> [Aim]: From the reinforcement learning passage below, set down word for word everything between "Where: γ′ is" and "temperature control coefficient.", inclusive.

> [Document section]:

Figure 3. The schematic diagram of the reinforcement learning model.

The reinforcement signal in reinforcement learning comes from the immediate reward of environmental feedback. This reward value indicates the quality of the action performed instead of telling the machine what the correct action is. The process of the machine interacting with the environment can be regarded as a Markov Decision Processing (MDP). As long as the random variable set {X₁, X₂, X₃....X_t} satisfies the following equation, the set will have Markov attributes:

\begin{array}{l} P_{r} (X_{t + 1} = x | X_{t} = x_{t}, X_{t - 1} = x_{t - 1}, . . . X_{1} = x_{1}) \\ = P_{r} (X_{t + 1} = x | X_{t} = x_{t}) & (12) \end{array}

Once the state x is determined, the actions before the state are not correlated to the actions after the state and are independent of each other. Among them, the state set S, the action set A, the reward function R, the state transition function T, and the objective function constitute the MDP. The state process of the transition is as follows:

\begin{array}{l} T (s, α, s^{'}) = P_{r} (s_{t + 1} = s^{'} | s_{t} = s, α_{t} = a) & (13) \end{array}

The process of Markov's decision is mainly to realize a set of action sequences α = π(s) so that the cumulative discount reward $\sum_{t = 0}^{\infty} γ^{'} R (s_{t}, a_{t})$ reaches the maximum value. Through the iteration of values, the optimization problem of MDP can be realized. The function of the optimal value is defined as:

\begin{array}{l} V * (s) = max (R (s, α) + γ \sum_{s^{'} \in S} T (s, a, s^{'}) V * (s^{'})), \forall s \in S & (14) \end{array}

Then, the optimal strategy is calculated as follows:

\begin{array}{l} π (s) = arg | max (R (s, α) + γ \sum_{s^{'} \in S} T (s, a, s^{'}) V * (s^{'})) & (15) \end{array}

The reinforcement learning system is mainly composed of three parts: reward function, value function, and action selection strategy. Among them, reinforcement function is divided into continuous reward function. By establishing a mathematical model between the state and environmental feedback perceived by the Agent at each moment, the Agent can obtain the evaluation of the environment in each state, giving more guidance information during the Agent training process, and the Agent can find the optimal strategy faster. The calculation is as follows:

\begin{array}{l} R_{t} = f (s_{t}, i_{t}) & (16) \end{array}

The discrete reward functions require less a-priori information and are simple to construct, which have better applications in exploration and learning in unknown environments. The calculation is as follows:

\begin{array}{l} R_{t} = {\begin{array}{l} 1 Perform optimal actions \\ - 1 Perform the worst action \\ 0 Other situations \end{array} & (17) \end{array}

The reward function only gives the reward of the currently executed action, but this does not guarantee that each action can get a reward. As the training progresses, the value function continuously optimizes and converges, and the action is selected by strategy in a state, which ensures that each action will get not only the largest reward but also the largest cumulative discount reward, of which the limited non-discount cumulative reward function is:

\begin{array}{l} V^{π} (s_{t}) = \sum_{t = 0}^{h} r_{t} & (18) \end{array}

Where: r_t is the reward immediately obtained by the machine at time t, and the cumulative reward is the accumulation of the immediate rewards obtained from the starting state to the target state. The unlimited discount reward function is:

\begin{array}{l} V^{π} (s_{t}) = \sum_{t = 0}^{h} γ^{'} r_{t + 1} 0 \leq γ \leq 1 & (19) \end{array}

Where: γ′ is the discount factor, and the value range is 0 ≤ γ ≤ 1, which represents the limit of reinforcement learning. The value function pays more attention to future rewards. The average reward function is:

\begin{array}{l} V^{π} (s_{t}) = lim_{h \to \infty} (\frac{1}{h} \sum_{t = 0}^{h} r_{t}) & (20) \end{array}

After learning, the optimal strategy can use the value function obtained by training to select the action strategy. The equation is as follows:

\begin{array}{l} π * = arg max V^{π} (s), \forall s \in S & (21) \end{array}

The action selection strategy of Softmax is used to analyze the probability of the action, which is generally described by the Boltzmann distribution function. The mathematical model is as follows, where T is the temperature control coefficient.

[A few records]
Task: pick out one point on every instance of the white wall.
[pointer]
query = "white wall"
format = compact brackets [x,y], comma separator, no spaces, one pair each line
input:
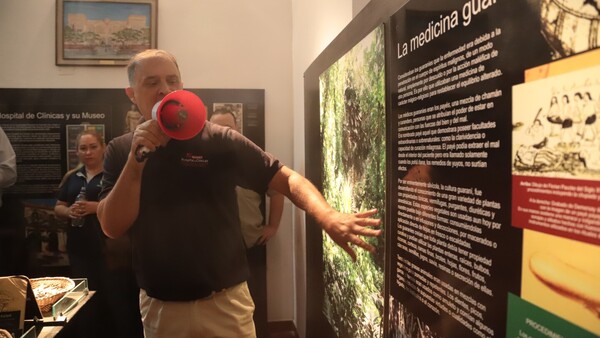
[219,44]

> [Response below]:
Where: γ′ is the discount factor, and the value range is 0 ≤ γ ≤ 1, which represents the limit of reinforcement learning. The value function pays more attention to future rewards. The average reward function is:

\begin{array}{l} V^{π} (s_{t}) = lim_{h \to \infty} (\frac{1}{h} \sum_{t = 0}^{h} r_{t}) & (20) \end{array}

After learning, the optimal strategy can use the value function obtained by training to select the action strategy. The equation is as follows:

\begin{array}{l} π * = arg max V^{π} (s), \forall s \in S & (21) \end{array}

The action selection strategy of Softmax is used to analyze the probability of the action, which is generally described by the Boltzmann distribution function. The mathematical model is as follows, where T is the temperature control coefficient.